Find the line containing "Query: curlew" in the entries below. Restate it and each line after it, word for word, up to and including the line containing "of the shallow".

⁂

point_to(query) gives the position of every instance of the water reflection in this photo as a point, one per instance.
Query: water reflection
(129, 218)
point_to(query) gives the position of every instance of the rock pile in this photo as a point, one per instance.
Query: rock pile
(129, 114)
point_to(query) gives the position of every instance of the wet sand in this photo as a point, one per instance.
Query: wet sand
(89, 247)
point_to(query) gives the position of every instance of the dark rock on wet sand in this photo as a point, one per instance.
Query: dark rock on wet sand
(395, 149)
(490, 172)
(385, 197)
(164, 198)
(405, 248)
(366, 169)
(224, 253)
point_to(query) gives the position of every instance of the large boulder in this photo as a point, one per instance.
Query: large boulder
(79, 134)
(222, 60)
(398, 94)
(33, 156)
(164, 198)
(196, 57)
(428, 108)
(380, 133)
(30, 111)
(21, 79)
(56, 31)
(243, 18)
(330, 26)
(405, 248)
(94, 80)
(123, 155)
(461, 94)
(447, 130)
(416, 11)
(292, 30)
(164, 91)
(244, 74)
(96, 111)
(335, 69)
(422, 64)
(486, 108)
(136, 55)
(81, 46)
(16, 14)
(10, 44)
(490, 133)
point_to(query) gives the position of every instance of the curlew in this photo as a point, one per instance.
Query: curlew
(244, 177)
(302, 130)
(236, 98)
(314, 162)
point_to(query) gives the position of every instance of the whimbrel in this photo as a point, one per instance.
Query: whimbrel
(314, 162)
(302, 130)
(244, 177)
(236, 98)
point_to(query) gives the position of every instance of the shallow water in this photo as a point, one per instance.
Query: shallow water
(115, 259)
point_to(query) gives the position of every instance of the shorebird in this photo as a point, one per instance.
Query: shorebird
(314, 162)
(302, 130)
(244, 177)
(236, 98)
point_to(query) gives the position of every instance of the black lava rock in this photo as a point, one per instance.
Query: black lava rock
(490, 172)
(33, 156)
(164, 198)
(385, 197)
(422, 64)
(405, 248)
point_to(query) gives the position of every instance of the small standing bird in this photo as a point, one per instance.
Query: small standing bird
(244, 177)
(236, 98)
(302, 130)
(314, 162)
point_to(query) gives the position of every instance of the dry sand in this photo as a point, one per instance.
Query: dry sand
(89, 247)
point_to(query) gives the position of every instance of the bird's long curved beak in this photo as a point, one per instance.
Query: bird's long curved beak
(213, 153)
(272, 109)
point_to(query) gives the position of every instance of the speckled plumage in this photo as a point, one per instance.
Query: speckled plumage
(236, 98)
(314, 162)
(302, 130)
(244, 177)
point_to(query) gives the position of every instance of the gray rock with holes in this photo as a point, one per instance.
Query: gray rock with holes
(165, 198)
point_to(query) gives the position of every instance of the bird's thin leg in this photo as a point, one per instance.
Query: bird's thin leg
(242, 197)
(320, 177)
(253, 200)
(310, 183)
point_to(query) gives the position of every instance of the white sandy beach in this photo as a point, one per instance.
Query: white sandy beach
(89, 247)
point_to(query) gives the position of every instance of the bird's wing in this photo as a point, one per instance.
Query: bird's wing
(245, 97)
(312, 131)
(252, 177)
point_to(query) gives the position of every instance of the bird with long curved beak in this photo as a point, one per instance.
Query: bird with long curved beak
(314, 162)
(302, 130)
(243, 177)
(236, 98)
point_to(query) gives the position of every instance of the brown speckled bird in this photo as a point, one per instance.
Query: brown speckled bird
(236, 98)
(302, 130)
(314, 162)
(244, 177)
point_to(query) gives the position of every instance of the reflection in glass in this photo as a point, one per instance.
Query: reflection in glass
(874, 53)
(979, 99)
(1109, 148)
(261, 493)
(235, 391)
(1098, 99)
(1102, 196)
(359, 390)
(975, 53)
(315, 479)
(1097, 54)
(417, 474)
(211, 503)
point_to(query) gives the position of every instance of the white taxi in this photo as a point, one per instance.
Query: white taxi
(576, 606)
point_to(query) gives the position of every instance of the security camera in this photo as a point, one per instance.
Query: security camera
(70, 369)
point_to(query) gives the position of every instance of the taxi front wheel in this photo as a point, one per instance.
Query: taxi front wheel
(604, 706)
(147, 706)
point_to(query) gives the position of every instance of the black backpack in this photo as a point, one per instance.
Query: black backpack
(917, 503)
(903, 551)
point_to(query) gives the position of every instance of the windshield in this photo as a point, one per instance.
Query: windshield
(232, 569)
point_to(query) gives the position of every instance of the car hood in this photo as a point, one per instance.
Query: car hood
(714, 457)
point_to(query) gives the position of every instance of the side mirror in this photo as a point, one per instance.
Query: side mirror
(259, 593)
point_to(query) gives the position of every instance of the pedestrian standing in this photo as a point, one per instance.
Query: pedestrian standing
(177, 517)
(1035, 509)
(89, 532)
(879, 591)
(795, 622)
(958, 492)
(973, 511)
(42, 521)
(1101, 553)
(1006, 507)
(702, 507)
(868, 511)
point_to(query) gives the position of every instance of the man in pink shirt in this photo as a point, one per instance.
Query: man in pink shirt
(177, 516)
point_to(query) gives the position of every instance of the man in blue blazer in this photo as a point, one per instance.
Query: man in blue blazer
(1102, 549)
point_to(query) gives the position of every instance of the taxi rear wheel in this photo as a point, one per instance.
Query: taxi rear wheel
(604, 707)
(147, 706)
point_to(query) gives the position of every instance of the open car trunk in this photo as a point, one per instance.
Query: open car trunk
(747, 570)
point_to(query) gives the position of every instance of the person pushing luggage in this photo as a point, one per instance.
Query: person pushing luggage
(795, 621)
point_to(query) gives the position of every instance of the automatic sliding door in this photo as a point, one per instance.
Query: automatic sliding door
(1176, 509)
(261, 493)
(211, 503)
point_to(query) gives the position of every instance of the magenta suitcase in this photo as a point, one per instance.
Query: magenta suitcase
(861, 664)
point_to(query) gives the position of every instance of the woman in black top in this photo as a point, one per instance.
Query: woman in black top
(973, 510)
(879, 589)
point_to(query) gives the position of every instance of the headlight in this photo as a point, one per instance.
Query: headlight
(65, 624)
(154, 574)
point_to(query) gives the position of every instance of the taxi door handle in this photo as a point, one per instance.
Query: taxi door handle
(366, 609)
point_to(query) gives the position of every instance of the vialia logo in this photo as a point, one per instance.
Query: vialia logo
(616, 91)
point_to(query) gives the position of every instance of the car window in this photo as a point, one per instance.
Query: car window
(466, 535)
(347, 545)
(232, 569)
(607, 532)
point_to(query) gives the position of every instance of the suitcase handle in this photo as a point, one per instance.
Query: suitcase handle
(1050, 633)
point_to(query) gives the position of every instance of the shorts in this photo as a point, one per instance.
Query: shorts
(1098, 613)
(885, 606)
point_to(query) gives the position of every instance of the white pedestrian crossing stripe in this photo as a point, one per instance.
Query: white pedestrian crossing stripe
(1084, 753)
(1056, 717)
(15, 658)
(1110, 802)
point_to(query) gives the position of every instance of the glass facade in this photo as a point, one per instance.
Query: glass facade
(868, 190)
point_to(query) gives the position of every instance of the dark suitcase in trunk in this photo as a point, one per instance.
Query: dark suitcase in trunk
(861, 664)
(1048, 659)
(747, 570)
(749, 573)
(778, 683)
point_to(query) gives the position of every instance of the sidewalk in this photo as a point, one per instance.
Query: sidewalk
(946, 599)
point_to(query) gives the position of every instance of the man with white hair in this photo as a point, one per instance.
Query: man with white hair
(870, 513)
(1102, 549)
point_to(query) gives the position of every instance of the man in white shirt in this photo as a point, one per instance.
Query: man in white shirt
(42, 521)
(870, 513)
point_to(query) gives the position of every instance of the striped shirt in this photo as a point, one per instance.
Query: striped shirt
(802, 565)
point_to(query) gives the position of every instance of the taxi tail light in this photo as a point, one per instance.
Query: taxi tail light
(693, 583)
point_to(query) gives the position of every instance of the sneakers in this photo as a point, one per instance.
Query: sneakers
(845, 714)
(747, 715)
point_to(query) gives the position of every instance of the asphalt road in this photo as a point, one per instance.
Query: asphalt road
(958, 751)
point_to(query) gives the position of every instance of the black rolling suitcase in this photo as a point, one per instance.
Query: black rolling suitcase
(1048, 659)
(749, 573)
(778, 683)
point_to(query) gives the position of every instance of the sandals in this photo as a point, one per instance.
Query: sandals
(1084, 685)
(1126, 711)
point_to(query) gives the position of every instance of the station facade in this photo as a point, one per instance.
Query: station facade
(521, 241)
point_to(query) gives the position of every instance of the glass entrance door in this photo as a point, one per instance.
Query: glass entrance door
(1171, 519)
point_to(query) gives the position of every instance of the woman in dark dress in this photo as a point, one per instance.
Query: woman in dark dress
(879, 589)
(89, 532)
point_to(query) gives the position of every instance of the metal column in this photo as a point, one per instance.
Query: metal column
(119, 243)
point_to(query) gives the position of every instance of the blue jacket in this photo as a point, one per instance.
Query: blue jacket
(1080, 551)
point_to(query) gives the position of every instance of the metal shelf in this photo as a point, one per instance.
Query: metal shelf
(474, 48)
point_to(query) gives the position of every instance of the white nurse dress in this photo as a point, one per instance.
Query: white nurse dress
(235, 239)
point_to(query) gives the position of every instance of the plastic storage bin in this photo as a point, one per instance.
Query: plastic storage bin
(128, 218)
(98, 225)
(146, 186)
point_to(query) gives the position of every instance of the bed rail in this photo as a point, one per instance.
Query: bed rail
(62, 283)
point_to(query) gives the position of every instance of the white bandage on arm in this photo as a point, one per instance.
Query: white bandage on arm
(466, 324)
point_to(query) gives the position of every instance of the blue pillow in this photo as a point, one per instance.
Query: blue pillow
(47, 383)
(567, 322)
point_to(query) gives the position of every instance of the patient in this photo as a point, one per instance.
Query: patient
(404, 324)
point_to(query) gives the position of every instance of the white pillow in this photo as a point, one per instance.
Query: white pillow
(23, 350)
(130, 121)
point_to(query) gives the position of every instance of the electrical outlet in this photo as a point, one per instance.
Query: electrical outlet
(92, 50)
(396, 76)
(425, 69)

⁂

**Response to this exercise**
Query: curlew
(244, 177)
(302, 130)
(236, 98)
(314, 162)
point_to(query) gives the position of every instance of the whimbrel in this photo as a point, one per instance.
Query: whimbrel
(314, 162)
(302, 130)
(244, 177)
(236, 98)
point_to(query) gives the position of every instance of the shallow water in this photo as a point, one per instance.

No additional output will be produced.